▶ Work to complete
- a) According to the actor biography, which film marked Ma's film debut, and in what year?
- b) Find each line of the records that contains the string "glass", matching case exactly, and copy those lines.

▶ Source text
·····
Steve Ma Jingtao (; born 14 February 1962) is a Taiwanese actor best known for acting in many Taiwanese, mainland Chinese and Singaporean television series since the early 1990s. Most of the more notable television series he acted in are of the wuxia and historical drama genres. Some of his notable roles in television series include: Zhang Wuji in The Heaven Sword and Dragon Saber (1994); Lü Dongbin in Legend of the Eight Immortals (1999); Linghu Chong in The Legendary Swordsman (2000); Dorgon in Xiaozhuang Mishi (2002); Nurhaci in Taizu Mishi (2005); King Zhou of Shang in The Legend and the Hero (2007).

Early life
Ma was born and raised in Taichung County, Taiwan, as the second of four children in his family. His ancestral home is in Suizhong County, Liaoning, China. He attended National Taichung Second Senior High School and graduated from Taipei World News Vocational School's Department of Radio and Television with a certificate in journalism.

Career
Ma started his acting career by appearing in minor roles in Taiwanese television series such as The Former Husband, The Morning Fog and Guilty, before making his film debut in Spring Swallow in 1989. In the same year, he was nominated for the Golden Bell Award for Best Actor for portraying Zhang Changgui in Spring Come Again After Leave. He was nominated for the Golden Bell Award for Best Actor again in 1990 for his role as Luo Zhigang in Xue Ke.
·····
▶ Data in this exercise

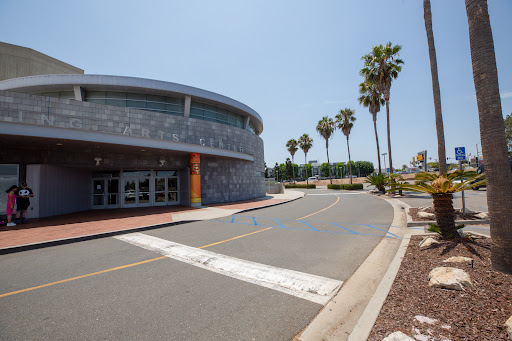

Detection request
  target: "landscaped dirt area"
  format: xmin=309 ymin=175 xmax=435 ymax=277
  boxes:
xmin=368 ymin=236 xmax=512 ymax=341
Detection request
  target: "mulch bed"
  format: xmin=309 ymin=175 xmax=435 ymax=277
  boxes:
xmin=409 ymin=207 xmax=481 ymax=221
xmin=368 ymin=236 xmax=512 ymax=341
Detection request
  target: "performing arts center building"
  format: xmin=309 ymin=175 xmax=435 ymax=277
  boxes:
xmin=0 ymin=43 xmax=265 ymax=218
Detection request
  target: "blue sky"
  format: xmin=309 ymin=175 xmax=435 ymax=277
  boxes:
xmin=0 ymin=0 xmax=512 ymax=167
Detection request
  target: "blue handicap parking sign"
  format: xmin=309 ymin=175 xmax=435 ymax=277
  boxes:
xmin=455 ymin=147 xmax=466 ymax=161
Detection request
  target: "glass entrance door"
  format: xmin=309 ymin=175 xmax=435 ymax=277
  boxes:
xmin=123 ymin=178 xmax=139 ymax=207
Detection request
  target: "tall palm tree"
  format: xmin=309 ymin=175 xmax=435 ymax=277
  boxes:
xmin=359 ymin=82 xmax=385 ymax=174
xmin=361 ymin=42 xmax=404 ymax=173
xmin=336 ymin=108 xmax=356 ymax=183
xmin=298 ymin=134 xmax=313 ymax=187
xmin=316 ymin=116 xmax=336 ymax=185
xmin=286 ymin=139 xmax=299 ymax=183
xmin=423 ymin=0 xmax=446 ymax=174
xmin=466 ymin=0 xmax=512 ymax=273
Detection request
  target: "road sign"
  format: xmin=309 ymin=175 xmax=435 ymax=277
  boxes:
xmin=455 ymin=147 xmax=466 ymax=161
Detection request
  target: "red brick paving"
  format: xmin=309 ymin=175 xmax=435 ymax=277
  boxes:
xmin=0 ymin=198 xmax=289 ymax=248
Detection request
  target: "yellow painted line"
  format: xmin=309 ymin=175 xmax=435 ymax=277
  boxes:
xmin=4 ymin=197 xmax=340 ymax=298
xmin=295 ymin=196 xmax=340 ymax=220
xmin=198 ymin=227 xmax=273 ymax=249
xmin=0 ymin=256 xmax=167 ymax=298
xmin=0 ymin=227 xmax=273 ymax=298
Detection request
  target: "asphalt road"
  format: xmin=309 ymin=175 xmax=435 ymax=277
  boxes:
xmin=0 ymin=189 xmax=393 ymax=340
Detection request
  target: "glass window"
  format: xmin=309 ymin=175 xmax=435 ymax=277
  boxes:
xmin=87 ymin=91 xmax=107 ymax=100
xmin=126 ymin=100 xmax=146 ymax=109
xmin=147 ymin=95 xmax=165 ymax=103
xmin=107 ymin=91 xmax=126 ymax=99
xmin=147 ymin=102 xmax=165 ymax=110
xmin=165 ymin=97 xmax=183 ymax=105
xmin=167 ymin=178 xmax=178 ymax=191
xmin=105 ymin=98 xmax=126 ymax=107
xmin=126 ymin=92 xmax=146 ymax=101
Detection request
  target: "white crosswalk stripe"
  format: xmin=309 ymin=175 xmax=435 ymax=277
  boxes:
xmin=114 ymin=233 xmax=343 ymax=305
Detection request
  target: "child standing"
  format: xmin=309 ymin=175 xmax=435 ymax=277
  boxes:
xmin=6 ymin=185 xmax=18 ymax=226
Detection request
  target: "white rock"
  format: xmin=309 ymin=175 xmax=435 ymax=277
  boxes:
xmin=505 ymin=316 xmax=512 ymax=340
xmin=416 ymin=211 xmax=436 ymax=220
xmin=382 ymin=332 xmax=415 ymax=341
xmin=443 ymin=256 xmax=473 ymax=263
xmin=475 ymin=212 xmax=489 ymax=219
xmin=418 ymin=237 xmax=439 ymax=248
xmin=414 ymin=315 xmax=439 ymax=324
xmin=428 ymin=267 xmax=472 ymax=290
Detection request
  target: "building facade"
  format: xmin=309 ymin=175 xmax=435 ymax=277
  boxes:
xmin=0 ymin=45 xmax=265 ymax=217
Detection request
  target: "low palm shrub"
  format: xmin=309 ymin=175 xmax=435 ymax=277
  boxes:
xmin=389 ymin=170 xmax=485 ymax=239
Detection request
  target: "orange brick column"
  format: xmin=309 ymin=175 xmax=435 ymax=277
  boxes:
xmin=190 ymin=153 xmax=201 ymax=207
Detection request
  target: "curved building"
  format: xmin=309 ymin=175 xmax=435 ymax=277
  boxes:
xmin=0 ymin=74 xmax=265 ymax=217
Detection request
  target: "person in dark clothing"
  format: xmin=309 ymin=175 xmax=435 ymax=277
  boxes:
xmin=14 ymin=182 xmax=34 ymax=224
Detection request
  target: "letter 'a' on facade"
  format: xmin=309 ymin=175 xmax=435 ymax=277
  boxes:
xmin=0 ymin=42 xmax=265 ymax=218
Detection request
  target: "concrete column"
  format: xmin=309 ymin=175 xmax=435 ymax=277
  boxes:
xmin=73 ymin=85 xmax=85 ymax=102
xmin=183 ymin=96 xmax=192 ymax=117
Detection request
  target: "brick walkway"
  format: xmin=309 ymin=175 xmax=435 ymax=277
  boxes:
xmin=0 ymin=197 xmax=300 ymax=248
·····
▶ Task-by-task answers
- a) Spring Swallow, in 1989.

- b)
  target: "glass entrance door"
  target: "glass window"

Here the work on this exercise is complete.